Kadınlar güçlü ama temsil zayıf

Geçtiğimiz temmuz ayında Cumhurbaşkanı Yardımcısı İliyana Yotova, “Bulgaristan kadın bir cumhurbaşkanına hazır” diyerek tartışmayı ateşledi. Ardından BSP kulislerinde Yotova’nın yanı sıra Parlamento Başkanı Natalya Kiselova’nın adı da gündeme geldi. Bu, kadınların siyasette ön plana çıktığı ender anlardan biriydi. Ancak unutulmamalı: vitrine çıkmakla seçilmek arasında hâlâ uzun ve zorlu bir yol var.

Bugün kadınlar iş gücünde, akademide ve sivil toplumda ciddi roller üstleniyor. Fakat siyasetin kapısı hâlâ “yarı aralık.” Bu durum yalnızca Bulgaristan’a özgü değil; Doğu Avrupa’nın pek çok ülkesinde tablo benzer. Kadınların toplumun yükünü taşıması normalleşmişken, devletin en yüksek makamına çıkmaları hâlâ istisna kabul ediliyor.

Cam tavan kırılabilir mi?

“Cam tavan” yalnızca iş dünyasında değil, siyasette de varlığını sürdürüyor. Partiler seçim dönemlerinde kadın adayları “farklılık” olarak vitrine çıkarıyor; ancak çoğu zaman onları gerçekten desteklemek yerine birer siyasi süs olarak kullanıyor. Asıl soru şu: Partiler, bir kadını yalnızca aday göstermeye değil, gerçekten kazanması için bütün güçleriyle arkasında durmaya hazır mı?

Bugün GERB hâlâ bekle-gör stratejisi izliyor; adayını son dakikada açıklayacak. Sağ partilerde ise kadın aday tartışması dahi yok. Sözde “modernleşme” ve “eşitlik” söylemlerine rağmen, siyaset kulislerinde hâlâ erkek egemenliği hüküm sürüyor.

Halk hazır, siyaset hazır mı?

Toplumda kadın lider fikrine karşı önyargılar düşündüğümüz kadar güçlü değil. Halk, yıllardır yolsuzluk, krizler ve başarısız yönetimlerle yıpranmış durumda. Seçmen, artık kadın-erkek ayrımından çok dürüst, güvenilir ve iş bitiren bir lider arıyor. İşte tam da bu noktada kadınların “farklı bir siyaset dili” geliştirebilme potansiyeli umut veriyor.

§ Verilen Malzeme:
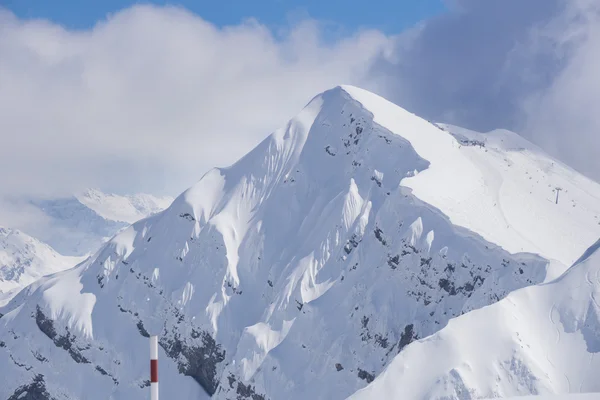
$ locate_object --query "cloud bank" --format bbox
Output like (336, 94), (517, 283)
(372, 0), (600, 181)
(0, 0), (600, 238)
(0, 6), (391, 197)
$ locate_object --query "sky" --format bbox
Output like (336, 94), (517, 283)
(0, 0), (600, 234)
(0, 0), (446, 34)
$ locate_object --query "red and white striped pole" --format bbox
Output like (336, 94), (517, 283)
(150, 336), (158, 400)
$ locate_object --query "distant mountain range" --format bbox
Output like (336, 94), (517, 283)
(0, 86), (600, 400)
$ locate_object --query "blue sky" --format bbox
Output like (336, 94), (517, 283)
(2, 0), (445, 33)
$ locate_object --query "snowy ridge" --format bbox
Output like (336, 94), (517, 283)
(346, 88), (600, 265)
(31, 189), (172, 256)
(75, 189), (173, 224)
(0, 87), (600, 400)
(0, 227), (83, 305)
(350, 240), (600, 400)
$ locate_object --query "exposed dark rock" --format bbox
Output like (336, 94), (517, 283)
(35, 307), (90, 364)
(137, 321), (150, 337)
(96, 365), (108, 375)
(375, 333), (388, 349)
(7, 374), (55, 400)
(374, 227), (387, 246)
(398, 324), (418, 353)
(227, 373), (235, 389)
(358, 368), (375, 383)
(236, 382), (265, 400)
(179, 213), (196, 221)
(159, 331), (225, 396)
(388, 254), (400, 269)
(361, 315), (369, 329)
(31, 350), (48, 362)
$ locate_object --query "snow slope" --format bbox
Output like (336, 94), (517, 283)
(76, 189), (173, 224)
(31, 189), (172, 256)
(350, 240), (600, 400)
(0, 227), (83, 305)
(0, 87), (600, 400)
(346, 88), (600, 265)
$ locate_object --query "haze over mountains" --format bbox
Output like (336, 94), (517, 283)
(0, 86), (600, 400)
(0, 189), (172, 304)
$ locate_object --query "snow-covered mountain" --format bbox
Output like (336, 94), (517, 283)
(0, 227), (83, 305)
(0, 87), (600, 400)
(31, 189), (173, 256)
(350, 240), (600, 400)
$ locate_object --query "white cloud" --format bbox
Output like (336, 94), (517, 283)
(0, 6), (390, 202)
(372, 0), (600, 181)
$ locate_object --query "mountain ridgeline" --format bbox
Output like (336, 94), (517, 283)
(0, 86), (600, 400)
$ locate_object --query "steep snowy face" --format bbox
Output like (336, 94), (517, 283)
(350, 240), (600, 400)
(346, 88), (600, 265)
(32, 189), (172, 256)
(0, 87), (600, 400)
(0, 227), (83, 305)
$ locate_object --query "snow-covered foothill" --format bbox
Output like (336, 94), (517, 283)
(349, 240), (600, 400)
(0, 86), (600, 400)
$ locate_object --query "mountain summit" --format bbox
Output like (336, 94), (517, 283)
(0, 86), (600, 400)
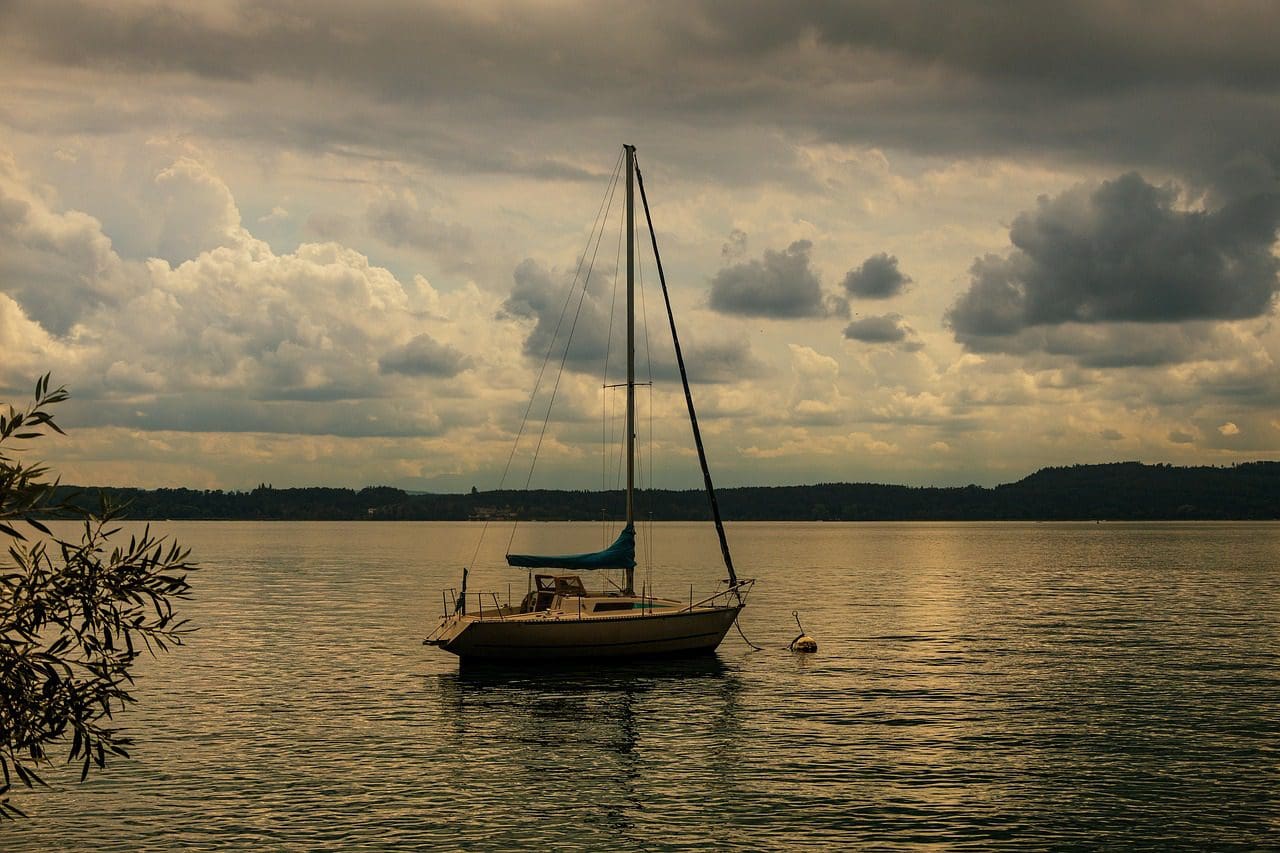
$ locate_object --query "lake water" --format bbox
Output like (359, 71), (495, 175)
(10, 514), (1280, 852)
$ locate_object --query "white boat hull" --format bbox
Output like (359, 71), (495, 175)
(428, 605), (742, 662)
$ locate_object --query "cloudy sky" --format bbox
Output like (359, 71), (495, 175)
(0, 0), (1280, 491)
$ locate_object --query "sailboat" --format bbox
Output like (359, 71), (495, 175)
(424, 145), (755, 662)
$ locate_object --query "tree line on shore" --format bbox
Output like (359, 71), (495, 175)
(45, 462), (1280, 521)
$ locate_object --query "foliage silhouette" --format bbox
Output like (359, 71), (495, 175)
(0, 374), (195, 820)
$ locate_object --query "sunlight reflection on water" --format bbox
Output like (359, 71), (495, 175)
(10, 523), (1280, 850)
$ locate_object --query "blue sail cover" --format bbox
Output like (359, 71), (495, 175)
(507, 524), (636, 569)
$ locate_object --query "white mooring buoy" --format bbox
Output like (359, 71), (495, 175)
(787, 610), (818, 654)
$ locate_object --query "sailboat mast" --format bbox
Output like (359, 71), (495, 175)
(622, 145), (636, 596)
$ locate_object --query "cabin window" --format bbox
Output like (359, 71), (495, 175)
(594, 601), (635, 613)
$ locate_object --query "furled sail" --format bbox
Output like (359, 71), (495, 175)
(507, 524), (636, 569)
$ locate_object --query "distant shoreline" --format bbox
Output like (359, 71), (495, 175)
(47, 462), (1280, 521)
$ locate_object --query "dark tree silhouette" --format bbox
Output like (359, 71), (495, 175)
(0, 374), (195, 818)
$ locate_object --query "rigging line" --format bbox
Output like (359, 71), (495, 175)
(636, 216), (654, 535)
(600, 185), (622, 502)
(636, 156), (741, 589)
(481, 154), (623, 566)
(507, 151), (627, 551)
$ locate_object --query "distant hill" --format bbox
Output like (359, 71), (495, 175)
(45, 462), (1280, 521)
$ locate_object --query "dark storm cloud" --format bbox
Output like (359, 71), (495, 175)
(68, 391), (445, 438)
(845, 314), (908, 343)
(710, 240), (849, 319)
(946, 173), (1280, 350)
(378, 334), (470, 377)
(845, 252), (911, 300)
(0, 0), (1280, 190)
--
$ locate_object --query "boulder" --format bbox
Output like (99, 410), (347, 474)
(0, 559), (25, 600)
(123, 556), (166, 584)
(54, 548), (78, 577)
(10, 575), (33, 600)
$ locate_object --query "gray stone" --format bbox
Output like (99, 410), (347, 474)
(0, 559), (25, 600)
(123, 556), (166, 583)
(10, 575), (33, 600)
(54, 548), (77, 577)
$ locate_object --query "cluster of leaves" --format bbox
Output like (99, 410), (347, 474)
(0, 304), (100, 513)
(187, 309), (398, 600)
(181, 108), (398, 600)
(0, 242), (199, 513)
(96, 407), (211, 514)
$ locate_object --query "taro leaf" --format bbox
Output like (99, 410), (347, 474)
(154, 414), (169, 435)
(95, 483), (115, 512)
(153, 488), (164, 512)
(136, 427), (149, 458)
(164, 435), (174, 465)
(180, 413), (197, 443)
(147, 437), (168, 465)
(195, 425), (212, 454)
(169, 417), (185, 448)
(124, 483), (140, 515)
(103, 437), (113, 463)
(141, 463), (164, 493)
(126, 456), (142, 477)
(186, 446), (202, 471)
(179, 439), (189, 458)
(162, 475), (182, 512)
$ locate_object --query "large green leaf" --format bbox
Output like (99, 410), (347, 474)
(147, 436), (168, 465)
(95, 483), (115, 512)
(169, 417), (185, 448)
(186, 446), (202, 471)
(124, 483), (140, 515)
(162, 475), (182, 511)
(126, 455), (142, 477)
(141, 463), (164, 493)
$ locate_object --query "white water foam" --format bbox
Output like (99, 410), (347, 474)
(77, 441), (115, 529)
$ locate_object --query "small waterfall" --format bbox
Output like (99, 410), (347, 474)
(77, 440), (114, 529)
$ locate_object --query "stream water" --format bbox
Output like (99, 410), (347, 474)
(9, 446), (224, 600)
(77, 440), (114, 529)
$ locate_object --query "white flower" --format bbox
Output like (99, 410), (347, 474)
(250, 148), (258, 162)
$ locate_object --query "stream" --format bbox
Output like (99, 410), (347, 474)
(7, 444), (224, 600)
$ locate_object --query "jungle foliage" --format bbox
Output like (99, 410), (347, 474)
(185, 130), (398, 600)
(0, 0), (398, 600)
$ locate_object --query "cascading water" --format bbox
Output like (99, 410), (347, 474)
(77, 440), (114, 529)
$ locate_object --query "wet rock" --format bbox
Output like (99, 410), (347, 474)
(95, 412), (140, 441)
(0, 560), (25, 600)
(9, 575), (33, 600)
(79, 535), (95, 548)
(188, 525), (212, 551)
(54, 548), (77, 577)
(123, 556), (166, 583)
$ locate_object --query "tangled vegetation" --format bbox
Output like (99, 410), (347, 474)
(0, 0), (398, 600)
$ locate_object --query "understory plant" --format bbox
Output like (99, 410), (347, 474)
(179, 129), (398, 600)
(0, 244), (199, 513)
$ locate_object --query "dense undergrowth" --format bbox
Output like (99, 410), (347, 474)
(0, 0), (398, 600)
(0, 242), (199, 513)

§ Yönergeler:
(a) Kadınların siyasetteki temsilini ele alan yazıya göre seçmen artık nasıl bir lider arıyor? Yazının bu lider için saydığı nitelikleri sıralar mısınız?
(b) Kayıtlarda "white" kelimesinin geçtiği satırları süzüp her birini aynen aktarır mısınız?
Yazı ile kayıtlar arasında hiçbir bağlantı yoktur.

§ Cevap Anahtarı:
(a) Dürüst, güvenilir, iş bitiren.

(b)
$ locate_object --query "red and white striped pole" --format bbox
$ locate_object --query "white cloud" --format bbox
$ locate_object --query "white boat hull" --format bbox
$ locate_object --query "white mooring buoy" --format bbox
$ locate_object --query "white water foam" --format bbox
$ locate_object --query "white flower" --format bbox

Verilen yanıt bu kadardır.